Getting hospitals off of life support

Partnerships sought to save care centers

What began as a trickle of mergers and partnerships has become a flood for New Jersey’s hospitals, which are increasingly exploring partnerships as a way to fend off the fiscal pressures of a new and changing health care landscape.

What began as a trickle of mergers and partnerships has become a flood for New Jersey’s hospitals, which are increasingly exploring partnerships as a way to fend off the fiscal pressures of a new and changing health care landscape.

“Throughout the state and the country, you’re seeing consolidation in the industry,” said Robert Garrett, president and CEO of Hackensack University Medical Center. “There was almost a frenzy that started after health care reform was passed two years ago, and that frenzy has continued and accelerated. I think standalone hospitals that traditionally had no interest in joining a system or network are now rethinking those positions, because they’re wondering can they survive on their own in the future.”

Earlier this month, Hackensack UMC, along with partner LHP Hospital Group Inc., filed an application with the state Department of Health and Senior Services to take ownership of Mountainside Hospital from Kentucky-based Merit Health Systems LLC. That partnership continues to move forward on its plans to reopen the once-freestanding Pascack Valley Hospital, in Westwood, which shut its doors in 2007.

James Orlikoff, president of Orlikoff and Associates Inc., an international health care consulting firm in Chicago, told the New Jersey Hospital Association at the organization’s annual meeting in January that many factors contribute to the economic pressures being placed on hospitals, including some that are out of executives’ control.

“If nothing else had changed, if we were still in the middle of an economic boom, if we weren’t struggling with globalization, just the baby boom alone and the unprecedented impact of the largest and wealthiest generation in history retiring at the same time … would fundamentally destabilize and force us to restructure the economy and think about how we deliver health care services,” Orlikoff said.

Orlikoff also cited the pace of health care spending out-growing the national gross domestic product, changes to insurance reimbursement models and health care reform legislation as impetus for hospitals to change their business models.

Chilton Hospital, in the Pompton Plains section of Pequannock, is among them. Hospital executives announced to its staff Feb. 3 that a strategic positioning committee, comprised of board members and hospital administration, had been formed to evaluate options for partnerships or mergers.

Anna Scalora, director of marketing and public relations for Chilton, said there have been no formal meetings with potential partners, but it is well known in the industry that the hospital is in the game.

“It’s ubiquitous — it’s what every hospital system is talking about right now,” she said.

Another Morris County-based health system hopes to announce a partnership in the spring. St. Clare’s Health System, which operates four hospitals in Boonton, Denville, Dover and Sussex, and its parent company, Englewood, Colo.-based Catholic Health Initiatives, issued a request for proposals for partnerships in October. A spokeswoman said the board is evaluating a number of proposals; Catholic Health Initiatives said in a statement it hopes to replicate previous success in creating partnerships.

Not every hospital is convinced it needs to partner to survive the shifting landscape. Holy Name Medical Center, of Teaneck, had an offer on the table from Ascension Healthcare Network, but the hospital turned down the offer in early fall, according to Jane Ellis, vice president of marketing.

She said the hospital doesn’t have any plans that “deviate from business as usual.”

“We’re mainly setting our goals on trying to be financially efficient,” Ellis said. “We also recognize that health care is rapidly changing, and we’re putting together programs and services that will help us from wellness and prevention to end-of-life care. We provide service lines that go across the spectrum of aging … we are moving rapidly along those lines.”

> Material provided
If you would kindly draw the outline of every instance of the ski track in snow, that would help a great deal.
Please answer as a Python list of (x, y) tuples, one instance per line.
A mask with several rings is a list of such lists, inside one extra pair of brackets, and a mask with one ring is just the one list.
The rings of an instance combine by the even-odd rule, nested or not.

==

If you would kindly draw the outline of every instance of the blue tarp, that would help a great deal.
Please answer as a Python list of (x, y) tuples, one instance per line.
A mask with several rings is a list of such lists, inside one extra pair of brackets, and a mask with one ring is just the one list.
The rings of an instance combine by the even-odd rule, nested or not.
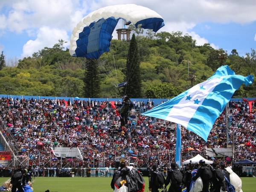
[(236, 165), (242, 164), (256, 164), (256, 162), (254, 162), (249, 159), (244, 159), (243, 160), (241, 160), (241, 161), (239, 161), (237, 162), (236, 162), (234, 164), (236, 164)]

--

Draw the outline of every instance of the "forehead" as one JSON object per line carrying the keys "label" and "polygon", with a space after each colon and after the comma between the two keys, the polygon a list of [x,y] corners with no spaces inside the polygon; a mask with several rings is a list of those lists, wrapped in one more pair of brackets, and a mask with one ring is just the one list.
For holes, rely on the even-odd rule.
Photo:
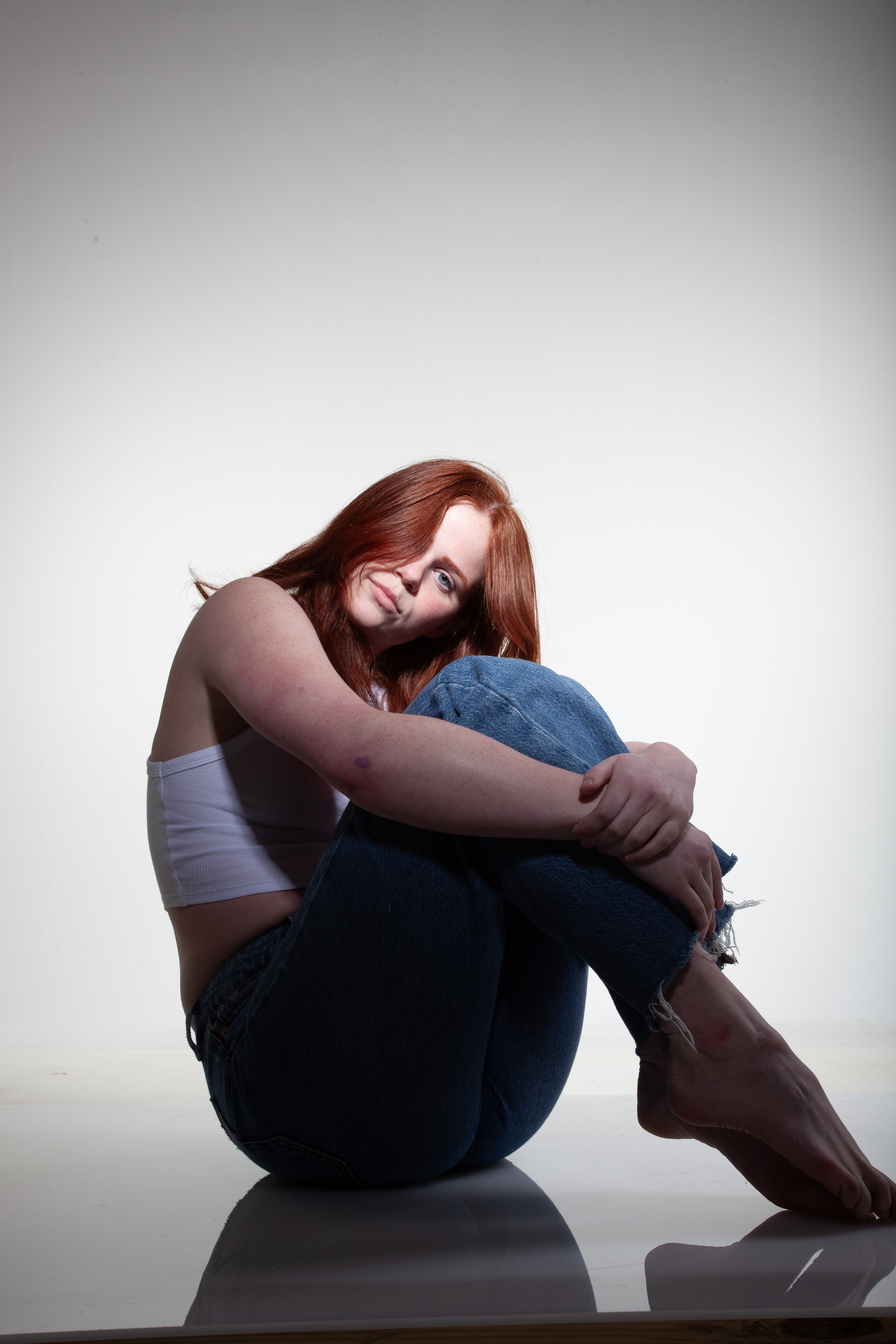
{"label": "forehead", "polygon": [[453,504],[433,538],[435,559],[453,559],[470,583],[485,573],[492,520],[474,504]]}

> Task goal
Repeat word for word the part of the hospital article that opens with the words containing "Chilton Hospital, in" and closes with "partnerships or mergers.". These items come from a different source than the hospital article.

> Answer box
Chilton Hospital, in the Pompton Plains section of Pequannock, is among them. Hospital executives announced to its staff Feb. 3 that a strategic positioning committee, comprised of board members and hospital administration, had been formed to evaluate options for partnerships or mergers.